### EXERCISE INSTRUCTIONS
• A. Decide whether each statement agrees with the excerpt on drug epidemiology study design: (i) The study base must be defined before the cohort of subjects is gathered. (ii) Studying a drug's efficacy is straightforward with drug epidemiology. (iii) Something similar to the recent design guidelines had already been published in 1978. Answer yes or no for each, quoting the words of the excerpt that decide it.
• B. Write the paragraph that should come next in the drug epidemiology excerpt, under its final heading.

[EXCERPT PROVIDED Boundary: Start]

Despite the difficulties involved in designing drug epidemiology studies, these studies are invaluable for investigating the unexpected adverse effects of drugs. The aim of this paper is to discuss various aspects of study design, particularly those issues that are not easily found in either textbooks or review papers. We have also compared and contrasted drug epidemiology with the randomized controlled trial (RCT) wherever possible. Drug epidemiology is especially useful in the many situations where the RCT is not suitable, or even possible. The study base has to be defined before the appropriate cohort of subjects is assembled. If all of the cases are identified, then a referent sample of controls may be assembled by random sampling of the study base. If all of the cases cannot be assembled, a hypothetical secondary base may need to be created. Preferably, only new-users of the drug should be included, and the risk-ratio will be different for acute users and chronic users. Studies will usually only be possible when researching the unintended effects of drugs. It is difficult to study efficacy because of confounding by indication. In occasional circumstances it may be possible to study efficacy (examples are given). Discussion of the dangers of designing with generalisability in mind is provided. Additionally, the similarities in study design between drug epidemiology and the RCT are discussed in detail, as well as the design-characteristics that cannot be shared between the two methods.
Designing studies in drug epidemiology can be a very complicated business. Despite the difficulties, many useful studies have been performed that combined pharmacoepidemiological techniques with large record-linkage databases of drug prescriptions and clinical outcomes [1, 2]. Generally speaking, there is a consensus amongst modern epidemiologists with regard to epidemiological methods, and study design in particular . Even though there are recent controversies raging in the world of epidemiology , more basic errors such as the desire for controls in a case-control study to be ‘very healthy’ are still being made . Against a backdrop of recent confusion in (specifically) drug epidemiology, a leading researcher decided it was necessary to publish guidelines for the design of such studies , even though something similar had been published in 1978 . The purpose of the current paper is to discuss various aspects of study design that are of interest to the authors. We have attempted to highlight issues that are not easily found in either textbooks or review papers. We have also compared and contrasted drug epidemiology with the randomized controlled trial wherever possible.
Why use drug epidemiology?

[EXCERPT PROVIDED Boundary: End]
[SUPPLIED ENTRIES Boundary: Start]

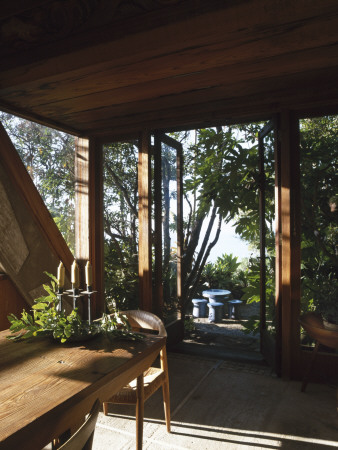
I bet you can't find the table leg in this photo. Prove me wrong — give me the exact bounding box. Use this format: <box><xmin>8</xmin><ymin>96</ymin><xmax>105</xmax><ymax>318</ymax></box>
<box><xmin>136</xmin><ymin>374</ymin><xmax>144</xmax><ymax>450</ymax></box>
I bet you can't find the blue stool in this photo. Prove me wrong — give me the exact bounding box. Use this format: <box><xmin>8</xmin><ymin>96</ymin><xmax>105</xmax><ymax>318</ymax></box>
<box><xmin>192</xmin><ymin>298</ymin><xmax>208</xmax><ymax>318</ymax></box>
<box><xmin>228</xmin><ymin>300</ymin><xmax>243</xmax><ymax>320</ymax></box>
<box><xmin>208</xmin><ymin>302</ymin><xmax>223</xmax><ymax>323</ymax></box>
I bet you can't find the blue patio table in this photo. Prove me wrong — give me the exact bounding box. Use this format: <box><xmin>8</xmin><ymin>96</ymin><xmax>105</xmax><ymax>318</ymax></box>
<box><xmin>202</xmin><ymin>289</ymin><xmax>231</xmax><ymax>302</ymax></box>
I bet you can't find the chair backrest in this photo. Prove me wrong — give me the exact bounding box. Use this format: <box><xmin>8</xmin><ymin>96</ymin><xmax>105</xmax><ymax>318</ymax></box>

[SUPPLIED ENTRIES Boundary: End]

### ANSWERS BELOW
• A.
(i) Yes: "The study base has to be defined before the appropriate cohort of subjects is assembled"
(ii) No: "It is difficult to study efficacy because of confounding by indication"
(iii) Yes: "even though something similar had been published in 1978"

• B.
Although the randomized controlled trial is the best way to demonstrate the effects of pharmaceuticals, these trials are expensive to carry out. It is probable that the majority of medical research is carried out using purely observational data, i.e. no trial intervention or control was used. Some researchers have even criticised the dominance of the controlled trial, and even randomization itself, as the best methodology for carrying out clinical research [8, 9]. It is sometimes forgotten that the real strength of randomization is not to be found in obscure statistical subtleties, it is the ability to demonstrate cause and effect . Because of the many sources of bias in an observational study, demonstrating cause and effect is much more difficult and it is often necessary to rely on evidence from outwith a study. In a very old paper by Cochrane , an anecdote is provided in which the eminent statistician Sir Ronald Fisher was asked what could be done in observational studies to make that step to causation. Fisher's answer, in seeming contradiction of Occam's Razor (i.e. the simplest answer is the most likely), was to ‘make your theories elaborate’. He meant that observational studies have to consider as many different reasons for an association that can be thought of, and try and rule out as many as possible.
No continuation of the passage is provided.